_Request_: Pull out every line in the rows below that contains the string "mountain".

_Boundary labeling items_:

- - - -

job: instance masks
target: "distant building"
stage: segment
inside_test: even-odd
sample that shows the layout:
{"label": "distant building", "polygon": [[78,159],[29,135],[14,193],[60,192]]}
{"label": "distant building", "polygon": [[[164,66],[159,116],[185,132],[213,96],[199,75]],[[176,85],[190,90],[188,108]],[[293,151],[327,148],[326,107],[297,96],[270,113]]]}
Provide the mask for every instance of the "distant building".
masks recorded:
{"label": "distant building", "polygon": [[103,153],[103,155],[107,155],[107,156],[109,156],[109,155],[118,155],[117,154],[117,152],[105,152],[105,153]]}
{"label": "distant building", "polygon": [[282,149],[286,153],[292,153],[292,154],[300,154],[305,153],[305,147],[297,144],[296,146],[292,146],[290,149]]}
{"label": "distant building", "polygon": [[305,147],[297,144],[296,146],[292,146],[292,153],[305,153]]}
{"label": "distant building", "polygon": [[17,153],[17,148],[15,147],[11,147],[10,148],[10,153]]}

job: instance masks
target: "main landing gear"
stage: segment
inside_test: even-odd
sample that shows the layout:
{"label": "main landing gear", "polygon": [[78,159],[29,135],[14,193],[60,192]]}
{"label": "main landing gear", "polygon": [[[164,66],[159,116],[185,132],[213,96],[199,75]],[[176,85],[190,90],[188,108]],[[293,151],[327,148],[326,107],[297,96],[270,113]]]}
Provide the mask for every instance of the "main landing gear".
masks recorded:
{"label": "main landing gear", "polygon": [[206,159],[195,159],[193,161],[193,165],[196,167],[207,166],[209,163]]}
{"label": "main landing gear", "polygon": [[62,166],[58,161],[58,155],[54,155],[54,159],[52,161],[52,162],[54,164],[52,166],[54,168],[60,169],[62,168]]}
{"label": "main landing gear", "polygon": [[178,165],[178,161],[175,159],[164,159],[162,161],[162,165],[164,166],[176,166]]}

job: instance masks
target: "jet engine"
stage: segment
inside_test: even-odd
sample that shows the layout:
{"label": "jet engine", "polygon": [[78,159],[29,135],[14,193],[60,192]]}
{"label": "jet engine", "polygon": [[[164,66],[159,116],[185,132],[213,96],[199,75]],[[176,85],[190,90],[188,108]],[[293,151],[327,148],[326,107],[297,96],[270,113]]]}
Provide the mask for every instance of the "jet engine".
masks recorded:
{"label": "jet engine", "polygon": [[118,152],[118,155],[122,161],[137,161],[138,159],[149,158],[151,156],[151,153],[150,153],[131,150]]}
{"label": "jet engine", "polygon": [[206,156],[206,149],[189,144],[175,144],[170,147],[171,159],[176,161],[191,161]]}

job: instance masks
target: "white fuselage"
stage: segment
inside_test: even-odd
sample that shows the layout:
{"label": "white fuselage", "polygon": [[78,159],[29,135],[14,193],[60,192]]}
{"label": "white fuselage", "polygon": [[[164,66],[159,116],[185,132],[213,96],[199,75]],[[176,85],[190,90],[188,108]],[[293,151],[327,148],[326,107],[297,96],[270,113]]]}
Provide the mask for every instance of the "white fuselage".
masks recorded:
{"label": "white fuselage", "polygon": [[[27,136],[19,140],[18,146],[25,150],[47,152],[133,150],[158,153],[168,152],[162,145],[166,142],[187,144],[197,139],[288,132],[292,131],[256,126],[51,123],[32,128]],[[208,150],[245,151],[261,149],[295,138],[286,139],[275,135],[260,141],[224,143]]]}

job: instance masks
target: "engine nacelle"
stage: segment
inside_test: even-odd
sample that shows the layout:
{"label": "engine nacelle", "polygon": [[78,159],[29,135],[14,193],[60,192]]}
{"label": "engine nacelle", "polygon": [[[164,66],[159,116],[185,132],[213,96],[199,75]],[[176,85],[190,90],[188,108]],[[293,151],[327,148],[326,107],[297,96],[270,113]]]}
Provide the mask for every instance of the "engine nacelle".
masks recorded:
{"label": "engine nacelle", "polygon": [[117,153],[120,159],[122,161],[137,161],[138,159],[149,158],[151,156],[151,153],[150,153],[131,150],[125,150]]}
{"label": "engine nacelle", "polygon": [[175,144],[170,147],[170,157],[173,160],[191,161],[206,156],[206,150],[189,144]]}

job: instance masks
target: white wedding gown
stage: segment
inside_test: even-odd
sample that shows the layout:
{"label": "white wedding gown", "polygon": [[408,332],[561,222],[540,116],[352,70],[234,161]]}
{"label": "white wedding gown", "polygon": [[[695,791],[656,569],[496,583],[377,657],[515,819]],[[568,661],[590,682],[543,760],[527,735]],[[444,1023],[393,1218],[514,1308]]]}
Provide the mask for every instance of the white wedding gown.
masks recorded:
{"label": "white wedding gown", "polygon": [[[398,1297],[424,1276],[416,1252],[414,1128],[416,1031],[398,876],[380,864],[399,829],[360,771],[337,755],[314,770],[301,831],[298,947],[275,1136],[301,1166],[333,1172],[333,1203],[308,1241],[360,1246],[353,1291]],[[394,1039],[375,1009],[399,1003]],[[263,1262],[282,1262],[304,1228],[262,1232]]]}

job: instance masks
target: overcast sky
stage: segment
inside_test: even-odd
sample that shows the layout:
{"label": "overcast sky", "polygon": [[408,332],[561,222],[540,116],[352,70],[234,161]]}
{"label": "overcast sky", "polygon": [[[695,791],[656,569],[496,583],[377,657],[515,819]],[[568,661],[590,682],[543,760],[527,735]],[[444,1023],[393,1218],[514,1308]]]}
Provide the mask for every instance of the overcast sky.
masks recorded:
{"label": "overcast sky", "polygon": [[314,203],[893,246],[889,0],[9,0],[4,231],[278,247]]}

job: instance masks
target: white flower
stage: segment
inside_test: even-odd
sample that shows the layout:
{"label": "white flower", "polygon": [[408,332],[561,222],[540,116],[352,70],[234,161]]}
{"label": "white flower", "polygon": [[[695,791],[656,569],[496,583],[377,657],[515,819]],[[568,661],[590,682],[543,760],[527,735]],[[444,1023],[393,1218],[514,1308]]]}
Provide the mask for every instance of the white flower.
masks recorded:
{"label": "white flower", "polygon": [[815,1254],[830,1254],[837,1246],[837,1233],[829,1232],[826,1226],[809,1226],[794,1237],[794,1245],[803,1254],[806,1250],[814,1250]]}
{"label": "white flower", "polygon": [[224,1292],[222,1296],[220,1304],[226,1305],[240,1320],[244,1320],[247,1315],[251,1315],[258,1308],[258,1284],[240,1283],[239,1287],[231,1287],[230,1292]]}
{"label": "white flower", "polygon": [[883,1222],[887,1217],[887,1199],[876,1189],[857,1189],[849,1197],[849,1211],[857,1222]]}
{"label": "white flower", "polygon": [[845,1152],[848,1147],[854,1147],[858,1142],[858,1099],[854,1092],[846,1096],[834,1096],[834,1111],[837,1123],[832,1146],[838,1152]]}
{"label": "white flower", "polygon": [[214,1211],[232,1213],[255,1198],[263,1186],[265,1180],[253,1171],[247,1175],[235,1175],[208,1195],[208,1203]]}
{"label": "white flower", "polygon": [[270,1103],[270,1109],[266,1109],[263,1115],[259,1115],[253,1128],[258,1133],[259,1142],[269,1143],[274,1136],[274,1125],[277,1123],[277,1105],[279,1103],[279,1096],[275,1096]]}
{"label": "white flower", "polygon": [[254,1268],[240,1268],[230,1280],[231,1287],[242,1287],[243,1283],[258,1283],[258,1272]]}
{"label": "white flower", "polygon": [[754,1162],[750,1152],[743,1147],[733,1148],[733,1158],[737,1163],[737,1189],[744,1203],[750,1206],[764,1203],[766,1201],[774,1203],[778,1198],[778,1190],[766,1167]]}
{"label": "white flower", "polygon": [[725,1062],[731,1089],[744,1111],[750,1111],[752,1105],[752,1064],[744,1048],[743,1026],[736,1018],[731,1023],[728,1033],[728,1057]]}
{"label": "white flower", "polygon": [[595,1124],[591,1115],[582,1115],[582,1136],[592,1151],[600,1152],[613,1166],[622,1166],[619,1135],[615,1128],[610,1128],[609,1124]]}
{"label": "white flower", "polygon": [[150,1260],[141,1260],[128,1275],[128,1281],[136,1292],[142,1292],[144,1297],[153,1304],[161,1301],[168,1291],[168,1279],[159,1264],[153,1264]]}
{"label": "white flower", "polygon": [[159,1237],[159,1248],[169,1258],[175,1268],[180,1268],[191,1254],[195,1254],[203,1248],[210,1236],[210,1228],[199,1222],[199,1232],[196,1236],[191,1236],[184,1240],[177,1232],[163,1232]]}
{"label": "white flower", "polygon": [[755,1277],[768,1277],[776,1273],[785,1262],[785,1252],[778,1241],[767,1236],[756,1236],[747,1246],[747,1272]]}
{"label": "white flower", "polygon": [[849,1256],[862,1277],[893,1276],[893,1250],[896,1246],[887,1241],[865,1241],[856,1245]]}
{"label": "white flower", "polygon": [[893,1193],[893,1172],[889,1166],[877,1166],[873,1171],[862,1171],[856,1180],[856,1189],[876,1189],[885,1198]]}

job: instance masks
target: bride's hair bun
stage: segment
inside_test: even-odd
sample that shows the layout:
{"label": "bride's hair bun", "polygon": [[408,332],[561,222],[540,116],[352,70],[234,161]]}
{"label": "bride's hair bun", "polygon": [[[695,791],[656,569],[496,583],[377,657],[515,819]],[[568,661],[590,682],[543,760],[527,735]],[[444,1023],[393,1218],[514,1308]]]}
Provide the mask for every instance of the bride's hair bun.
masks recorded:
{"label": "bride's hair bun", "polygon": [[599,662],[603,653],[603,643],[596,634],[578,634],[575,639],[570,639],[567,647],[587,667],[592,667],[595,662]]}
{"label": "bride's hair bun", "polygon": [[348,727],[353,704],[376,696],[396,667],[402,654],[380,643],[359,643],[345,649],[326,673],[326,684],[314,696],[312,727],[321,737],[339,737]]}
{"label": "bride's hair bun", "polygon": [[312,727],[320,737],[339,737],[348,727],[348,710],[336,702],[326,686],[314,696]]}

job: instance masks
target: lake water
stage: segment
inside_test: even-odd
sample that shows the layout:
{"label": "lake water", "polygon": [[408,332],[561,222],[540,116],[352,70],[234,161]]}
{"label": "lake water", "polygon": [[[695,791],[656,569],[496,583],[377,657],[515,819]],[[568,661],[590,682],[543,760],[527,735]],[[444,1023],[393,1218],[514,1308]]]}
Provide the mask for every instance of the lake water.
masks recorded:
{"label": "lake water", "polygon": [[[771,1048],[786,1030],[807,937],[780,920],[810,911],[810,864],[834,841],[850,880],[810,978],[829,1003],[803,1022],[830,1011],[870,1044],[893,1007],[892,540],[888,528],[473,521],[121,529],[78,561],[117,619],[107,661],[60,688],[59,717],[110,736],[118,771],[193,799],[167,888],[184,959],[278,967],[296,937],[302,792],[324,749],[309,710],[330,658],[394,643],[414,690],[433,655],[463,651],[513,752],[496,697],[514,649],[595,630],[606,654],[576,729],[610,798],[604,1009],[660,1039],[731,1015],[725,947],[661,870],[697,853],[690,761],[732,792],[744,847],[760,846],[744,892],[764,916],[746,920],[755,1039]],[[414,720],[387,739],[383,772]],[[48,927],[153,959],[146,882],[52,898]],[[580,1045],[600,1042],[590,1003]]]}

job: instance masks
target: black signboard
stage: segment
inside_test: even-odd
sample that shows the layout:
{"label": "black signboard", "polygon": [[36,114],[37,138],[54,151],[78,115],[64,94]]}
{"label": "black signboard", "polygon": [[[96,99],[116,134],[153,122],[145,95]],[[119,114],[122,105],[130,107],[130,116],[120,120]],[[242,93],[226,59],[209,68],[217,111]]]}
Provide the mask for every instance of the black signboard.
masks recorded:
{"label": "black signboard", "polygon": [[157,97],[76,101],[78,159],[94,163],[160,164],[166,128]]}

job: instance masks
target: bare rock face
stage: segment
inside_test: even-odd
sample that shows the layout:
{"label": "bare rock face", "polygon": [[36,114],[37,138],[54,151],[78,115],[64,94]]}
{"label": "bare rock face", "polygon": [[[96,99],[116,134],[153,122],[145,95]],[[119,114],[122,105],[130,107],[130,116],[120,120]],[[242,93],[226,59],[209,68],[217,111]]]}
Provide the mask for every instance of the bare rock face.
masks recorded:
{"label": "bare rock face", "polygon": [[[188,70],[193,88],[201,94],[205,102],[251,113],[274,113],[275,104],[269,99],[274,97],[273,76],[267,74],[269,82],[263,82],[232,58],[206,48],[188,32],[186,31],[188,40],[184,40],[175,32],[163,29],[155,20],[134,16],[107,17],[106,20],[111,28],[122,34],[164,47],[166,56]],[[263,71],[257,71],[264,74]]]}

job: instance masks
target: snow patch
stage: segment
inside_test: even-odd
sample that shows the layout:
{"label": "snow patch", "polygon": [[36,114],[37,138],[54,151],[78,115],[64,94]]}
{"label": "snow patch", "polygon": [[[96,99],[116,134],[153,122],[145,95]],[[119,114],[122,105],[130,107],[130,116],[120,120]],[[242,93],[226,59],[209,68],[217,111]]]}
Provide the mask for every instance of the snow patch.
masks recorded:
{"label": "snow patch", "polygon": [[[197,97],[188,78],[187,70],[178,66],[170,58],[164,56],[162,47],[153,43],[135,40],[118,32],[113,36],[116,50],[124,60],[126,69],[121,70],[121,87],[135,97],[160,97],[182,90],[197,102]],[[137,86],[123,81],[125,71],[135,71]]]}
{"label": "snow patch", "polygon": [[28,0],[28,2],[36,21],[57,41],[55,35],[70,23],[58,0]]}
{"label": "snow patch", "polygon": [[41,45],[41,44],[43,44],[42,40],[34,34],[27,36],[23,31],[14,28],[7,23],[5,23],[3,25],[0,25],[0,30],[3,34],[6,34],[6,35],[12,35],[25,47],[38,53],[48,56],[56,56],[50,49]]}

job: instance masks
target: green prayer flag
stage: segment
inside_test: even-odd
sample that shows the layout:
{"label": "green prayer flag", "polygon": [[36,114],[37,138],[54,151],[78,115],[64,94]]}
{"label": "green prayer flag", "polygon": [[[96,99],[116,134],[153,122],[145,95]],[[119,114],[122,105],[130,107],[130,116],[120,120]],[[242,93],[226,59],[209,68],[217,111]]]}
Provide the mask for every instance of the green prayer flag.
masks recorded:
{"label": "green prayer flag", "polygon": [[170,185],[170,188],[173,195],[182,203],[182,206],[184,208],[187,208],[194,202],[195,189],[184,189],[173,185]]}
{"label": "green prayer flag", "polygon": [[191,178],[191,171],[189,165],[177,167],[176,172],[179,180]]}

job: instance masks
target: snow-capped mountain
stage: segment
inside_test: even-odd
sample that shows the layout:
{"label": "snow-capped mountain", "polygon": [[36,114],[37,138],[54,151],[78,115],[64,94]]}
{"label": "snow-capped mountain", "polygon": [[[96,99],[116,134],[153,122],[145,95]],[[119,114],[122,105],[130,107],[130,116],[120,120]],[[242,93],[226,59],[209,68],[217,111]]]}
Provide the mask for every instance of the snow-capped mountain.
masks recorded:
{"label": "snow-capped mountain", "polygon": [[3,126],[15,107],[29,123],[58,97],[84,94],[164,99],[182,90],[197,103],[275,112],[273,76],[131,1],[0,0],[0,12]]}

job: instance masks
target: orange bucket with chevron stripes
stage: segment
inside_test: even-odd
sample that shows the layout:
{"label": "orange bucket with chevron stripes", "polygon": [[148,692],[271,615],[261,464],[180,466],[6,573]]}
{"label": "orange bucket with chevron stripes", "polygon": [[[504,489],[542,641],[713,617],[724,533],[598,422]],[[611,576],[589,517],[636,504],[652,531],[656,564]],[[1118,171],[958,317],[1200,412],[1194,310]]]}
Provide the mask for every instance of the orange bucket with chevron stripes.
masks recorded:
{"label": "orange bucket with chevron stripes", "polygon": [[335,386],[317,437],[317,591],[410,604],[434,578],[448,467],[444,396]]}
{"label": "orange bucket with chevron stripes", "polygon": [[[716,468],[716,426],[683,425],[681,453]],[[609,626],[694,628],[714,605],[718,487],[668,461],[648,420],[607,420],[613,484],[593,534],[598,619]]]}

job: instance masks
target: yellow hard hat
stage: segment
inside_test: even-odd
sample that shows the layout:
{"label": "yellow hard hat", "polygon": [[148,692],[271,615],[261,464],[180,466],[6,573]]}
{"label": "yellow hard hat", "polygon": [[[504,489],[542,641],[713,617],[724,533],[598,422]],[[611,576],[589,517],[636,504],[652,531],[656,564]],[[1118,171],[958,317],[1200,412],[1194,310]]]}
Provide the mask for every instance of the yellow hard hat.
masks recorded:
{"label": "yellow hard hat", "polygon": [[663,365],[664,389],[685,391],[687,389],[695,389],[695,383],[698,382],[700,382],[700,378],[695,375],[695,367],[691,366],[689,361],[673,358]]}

- - - -

_Written answer_:
target: snow-capped mountain
{"label": "snow-capped mountain", "polygon": [[36,114],[37,138],[54,151],[78,115],[64,94]]}
{"label": "snow-capped mountain", "polygon": [[[96,99],[116,134],[153,122],[145,95]],[[119,114],[122,105],[130,107],[130,116],[120,120]],[[242,93],[226,59],[209,68],[217,111]]]}
Provide the mask for every instance of the snow-capped mountain.
{"label": "snow-capped mountain", "polygon": [[3,126],[15,107],[29,123],[58,97],[84,94],[164,99],[182,90],[197,103],[275,112],[273,76],[131,1],[0,0],[0,12]]}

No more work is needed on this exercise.